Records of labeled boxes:
-----
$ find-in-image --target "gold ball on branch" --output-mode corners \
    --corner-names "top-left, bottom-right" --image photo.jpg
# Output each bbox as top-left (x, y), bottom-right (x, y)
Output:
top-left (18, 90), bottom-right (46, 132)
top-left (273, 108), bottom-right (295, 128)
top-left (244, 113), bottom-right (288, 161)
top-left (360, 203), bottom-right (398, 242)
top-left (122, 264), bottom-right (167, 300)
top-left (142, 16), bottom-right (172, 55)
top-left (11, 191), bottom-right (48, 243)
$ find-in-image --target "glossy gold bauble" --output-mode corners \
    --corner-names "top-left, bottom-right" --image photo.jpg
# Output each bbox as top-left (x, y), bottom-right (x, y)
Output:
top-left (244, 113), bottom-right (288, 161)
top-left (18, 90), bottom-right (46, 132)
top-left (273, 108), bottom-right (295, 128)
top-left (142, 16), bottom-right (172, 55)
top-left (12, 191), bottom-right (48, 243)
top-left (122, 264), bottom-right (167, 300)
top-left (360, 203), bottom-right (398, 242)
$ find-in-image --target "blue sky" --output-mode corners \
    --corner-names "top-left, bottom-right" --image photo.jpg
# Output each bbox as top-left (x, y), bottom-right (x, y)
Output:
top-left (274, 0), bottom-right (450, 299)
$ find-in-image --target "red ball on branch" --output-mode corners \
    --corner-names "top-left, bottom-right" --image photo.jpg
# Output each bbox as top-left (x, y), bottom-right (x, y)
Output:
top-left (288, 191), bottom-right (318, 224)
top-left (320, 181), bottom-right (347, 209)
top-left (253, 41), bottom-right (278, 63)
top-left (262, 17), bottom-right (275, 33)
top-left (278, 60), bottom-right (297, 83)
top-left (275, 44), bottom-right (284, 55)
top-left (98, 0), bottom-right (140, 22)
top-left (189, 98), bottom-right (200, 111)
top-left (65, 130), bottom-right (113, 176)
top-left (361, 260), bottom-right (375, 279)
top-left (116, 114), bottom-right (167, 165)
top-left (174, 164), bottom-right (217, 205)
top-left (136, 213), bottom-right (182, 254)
-----
Please filter the material above down to the lines that contain the word "target", copying each one. Letter case counts when matching.

→ **Answer to this problem**
$ find-in-image --target "gold ball on branch" --output-mode corners \
$ find-in-image --target "glossy gold bauble" --output-mode corners \
$ find-in-image --target "blue sky" --output-mode corners \
$ find-in-image --target "red ball on branch" --output-mode corners \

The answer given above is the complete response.